> **PROBLEM DESCRIPTION**: What lines in the records below contain the string "mistakes"? Copy every one.
▶
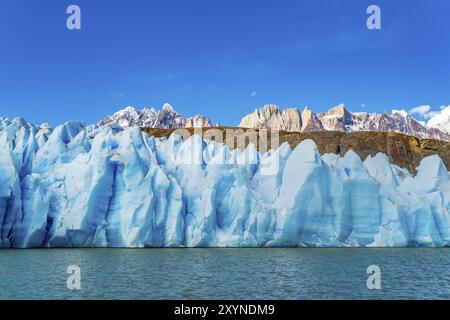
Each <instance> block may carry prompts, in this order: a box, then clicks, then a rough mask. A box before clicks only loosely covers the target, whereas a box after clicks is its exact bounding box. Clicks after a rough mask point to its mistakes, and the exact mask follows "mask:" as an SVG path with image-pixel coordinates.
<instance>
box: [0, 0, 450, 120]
mask: <svg viewBox="0 0 450 320" xmlns="http://www.w3.org/2000/svg"><path fill="white" fill-rule="evenodd" d="M70 4H77V5H79V6H80V8H81V19H82V22H81V26H82V29H81V30H74V31H70V30H68V29H67V28H66V18H67V16H68V15H67V14H66V8H67V7H68V6H69V5H70ZM370 4H377V5H379V6H380V7H381V13H382V29H381V30H375V31H370V30H368V29H367V28H366V19H367V17H368V15H367V14H366V8H367V7H368V5H370ZM164 102H169V103H171V104H172V105H173V106H174V107H175V109H177V110H178V111H179V112H180V113H182V114H183V115H193V114H197V113H201V114H205V115H207V116H209V117H210V118H211V119H212V120H213V121H220V122H221V123H222V124H224V125H236V124H237V123H239V120H240V118H241V117H242V116H243V115H245V114H247V113H249V112H251V111H252V110H253V109H254V108H255V107H260V106H262V105H263V104H266V103H274V104H278V105H280V106H281V107H283V108H285V107H292V106H296V107H299V108H303V107H304V106H305V105H308V106H310V107H311V108H313V109H314V110H315V111H323V110H326V109H328V108H329V107H331V106H333V105H336V104H338V103H340V102H344V103H345V104H346V105H347V106H348V108H349V109H350V110H352V111H370V112H383V111H388V112H390V110H392V109H394V108H396V109H401V108H403V109H411V108H413V107H416V106H418V105H424V104H427V105H431V106H432V108H433V109H436V110H437V109H439V107H440V106H442V105H447V104H450V1H448V0H433V1H429V0H428V1H425V0H415V1H406V0H395V1H365V0H359V1H354V0H340V1H337V0H336V1H334V0H309V1H302V0H292V1H290V0H278V1H275V0H270V1H269V0H226V1H225V0H151V1H144V0H133V1H118V0H117V1H114V0H110V1H100V0H71V1H65V0H54V1H50V0H40V1H27V0H0V116H3V117H5V116H7V117H13V116H22V117H25V118H26V119H27V120H28V121H32V122H36V123H41V122H49V123H50V124H53V125H55V124H59V123H61V122H64V121H66V120H73V119H77V120H83V121H84V122H86V123H92V122H95V121H97V120H99V119H101V118H103V117H104V116H105V115H107V114H111V113H113V112H114V111H116V110H118V109H120V108H122V107H125V106H127V105H133V106H136V107H139V108H143V107H149V106H153V107H157V108H160V107H161V106H162V104H163V103H164Z"/></svg>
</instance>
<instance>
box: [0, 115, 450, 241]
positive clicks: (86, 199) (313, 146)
mask: <svg viewBox="0 0 450 320" xmlns="http://www.w3.org/2000/svg"><path fill="white" fill-rule="evenodd" d="M241 158H245V159H254V160H256V161H248V163H246V162H245V161H244V162H240V161H239V160H240V159H241ZM186 159H189V161H186ZM275 161H276V164H277V167H276V168H277V170H276V171H275V172H273V173H272V174H265V173H264V172H263V164H264V165H270V164H273V163H275ZM236 163H238V164H236ZM239 163H241V164H239ZM449 208H450V179H449V172H448V170H447V168H446V167H445V165H444V163H443V162H442V160H441V159H440V158H439V157H438V156H437V155H435V156H429V157H426V158H424V159H423V160H422V162H421V163H420V166H419V167H418V170H417V174H416V175H412V174H411V173H410V172H408V171H407V170H405V169H402V168H400V167H398V166H396V165H394V164H391V163H390V161H389V158H388V157H387V156H386V155H385V154H383V153H378V154H377V155H376V156H373V157H372V156H369V157H368V158H366V159H365V160H364V161H362V160H361V159H360V157H359V156H358V155H357V154H356V153H354V152H353V151H349V152H347V153H346V154H345V155H344V156H340V155H335V154H324V155H320V153H319V151H318V149H317V147H316V145H315V143H314V142H313V141H312V140H305V141H303V142H302V143H300V144H299V145H298V146H297V147H296V148H294V149H291V148H290V146H289V145H288V144H287V143H285V144H282V145H281V146H280V147H279V148H278V149H276V150H271V151H269V152H267V153H265V154H260V153H259V152H258V151H257V150H256V149H255V147H254V146H253V145H251V144H250V145H249V146H248V147H247V148H246V149H245V150H242V151H241V150H239V149H233V150H230V149H229V148H228V147H227V146H226V145H225V144H221V143H218V142H213V141H209V140H202V139H201V137H199V136H197V135H193V136H192V137H191V138H189V139H187V140H185V141H184V142H183V140H182V139H181V138H180V137H179V136H178V135H176V134H172V135H171V136H170V137H169V138H155V137H151V136H148V134H147V133H143V132H141V130H139V129H138V128H130V129H126V130H119V129H116V128H113V127H104V128H101V129H99V130H98V131H97V132H95V133H91V132H89V131H88V130H87V129H86V128H85V127H84V125H83V124H82V123H80V122H67V123H65V124H63V125H60V126H58V127H56V128H55V129H54V130H52V129H50V128H48V127H46V126H34V125H31V124H29V123H27V122H25V121H24V120H23V119H19V118H16V119H14V120H12V121H10V120H5V119H1V118H0V246H1V247H18V248H26V247H271V246H325V247H326V246H340V247H341V246H342V247H345V246H401V247H403V246H449V244H450V215H449Z"/></svg>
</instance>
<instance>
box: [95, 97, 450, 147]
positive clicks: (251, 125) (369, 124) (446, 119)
mask: <svg viewBox="0 0 450 320" xmlns="http://www.w3.org/2000/svg"><path fill="white" fill-rule="evenodd" d="M111 124H113V125H117V126H119V127H121V128H128V127H135V126H136V127H141V128H162V129H170V128H183V127H186V128H191V127H210V126H212V122H211V120H210V119H209V118H207V117H206V116H203V115H195V116H193V117H187V118H186V117H183V116H182V115H180V114H179V113H178V112H177V111H175V110H174V108H173V107H172V106H171V105H170V104H167V103H166V104H164V106H163V107H162V109H161V110H156V109H154V108H144V109H142V110H139V109H136V108H134V107H131V106H129V107H126V108H125V109H123V110H120V111H118V112H116V113H114V114H113V115H111V116H108V117H106V118H104V119H102V120H101V121H99V122H97V123H96V124H95V125H94V127H95V128H99V127H103V126H105V125H111ZM216 126H218V125H216ZM239 127H243V128H255V129H272V130H283V131H289V132H316V131H341V132H358V131H379V132H397V133H404V134H408V135H411V136H415V137H418V138H428V139H438V140H445V141H450V106H448V107H446V108H443V109H442V110H441V112H439V113H436V114H434V115H433V117H431V118H430V119H429V121H428V122H427V123H425V122H423V121H419V120H417V119H415V118H414V117H413V116H412V115H411V114H409V113H407V112H406V111H404V110H393V111H392V113H390V114H389V113H386V112H385V113H382V114H378V113H368V112H351V111H349V110H348V109H347V108H346V107H345V105H344V104H339V105H337V106H335V107H333V108H331V109H330V110H328V111H326V112H320V113H314V112H313V111H312V110H311V109H310V108H308V107H305V108H304V109H303V111H300V110H299V109H297V108H287V109H284V110H282V109H281V108H280V107H279V106H277V105H272V104H268V105H265V106H263V107H262V108H260V109H256V110H255V111H254V112H252V113H250V114H248V115H246V116H244V117H243V118H242V120H241V121H240V123H239Z"/></svg>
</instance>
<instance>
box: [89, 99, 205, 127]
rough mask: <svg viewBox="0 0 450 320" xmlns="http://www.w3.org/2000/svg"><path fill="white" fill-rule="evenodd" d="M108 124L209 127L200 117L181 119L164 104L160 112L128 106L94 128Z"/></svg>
mask: <svg viewBox="0 0 450 320" xmlns="http://www.w3.org/2000/svg"><path fill="white" fill-rule="evenodd" d="M109 124H116V125H118V126H119V127H122V128H129V127H141V128H183V127H186V128H190V127H210V126H211V122H210V120H209V119H208V118H206V117H204V116H201V115H196V116H193V117H190V118H183V117H182V116H181V115H180V114H179V113H178V112H176V111H175V110H174V109H173V108H172V106H171V105H170V104H168V103H166V104H164V106H163V107H162V109H161V111H159V110H156V109H154V108H150V109H147V108H145V109H142V110H138V109H135V108H133V107H131V106H129V107H126V108H125V109H123V110H120V111H118V112H116V113H114V114H113V115H112V116H108V117H106V118H105V119H103V120H101V121H99V122H98V123H97V125H96V126H97V127H102V126H105V125H109Z"/></svg>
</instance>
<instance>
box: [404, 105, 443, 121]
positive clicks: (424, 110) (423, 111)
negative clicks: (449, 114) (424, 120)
mask: <svg viewBox="0 0 450 320" xmlns="http://www.w3.org/2000/svg"><path fill="white" fill-rule="evenodd" d="M409 113H410V114H412V115H414V114H417V115H419V116H421V117H422V118H424V119H430V118H432V117H433V116H435V115H436V112H435V111H431V107H430V106H418V107H415V108H412V109H411V110H409Z"/></svg>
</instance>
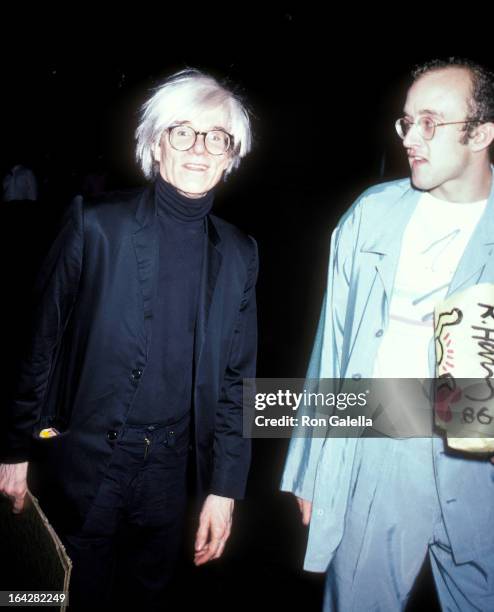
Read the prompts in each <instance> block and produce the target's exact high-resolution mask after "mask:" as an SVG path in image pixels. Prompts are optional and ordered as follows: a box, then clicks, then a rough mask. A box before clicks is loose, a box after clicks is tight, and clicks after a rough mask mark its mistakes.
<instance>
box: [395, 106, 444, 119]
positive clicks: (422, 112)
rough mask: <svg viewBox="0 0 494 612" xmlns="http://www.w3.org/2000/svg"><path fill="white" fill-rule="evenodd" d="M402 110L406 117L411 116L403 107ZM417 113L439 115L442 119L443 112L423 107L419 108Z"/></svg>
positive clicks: (436, 115)
mask: <svg viewBox="0 0 494 612" xmlns="http://www.w3.org/2000/svg"><path fill="white" fill-rule="evenodd" d="M403 112H404V114H405V115H406V116H407V117H411V115H410V113H407V111H406V110H405V109H403ZM419 115H432V116H433V117H440V118H441V119H444V113H441V112H439V111H433V110H430V109H429V108H423V109H421V110H419Z"/></svg>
◀
> **ANSWER FOR THE TASK**:
Each <instance> block may carry prompts, in this order: a box, then clicks, then a rough mask. A box before clicks only loosely covers the target, whereas a box after clicks is its exact bounding box. Clicks after a rough mask point to its mistakes, and the exact mask follows "mask:" as an SVG path with image-pixel coordinates.
Read the prompts in each <instance> block and produce the target's exact high-resolution mask after "mask:" as an SVG path in image pixels. Prompts are optional and ordered as follows: a box, then clicks, then a rough mask. A box before clicks is loose, a box after clicks is tight, and clicks after a rough mask mark its mistakes.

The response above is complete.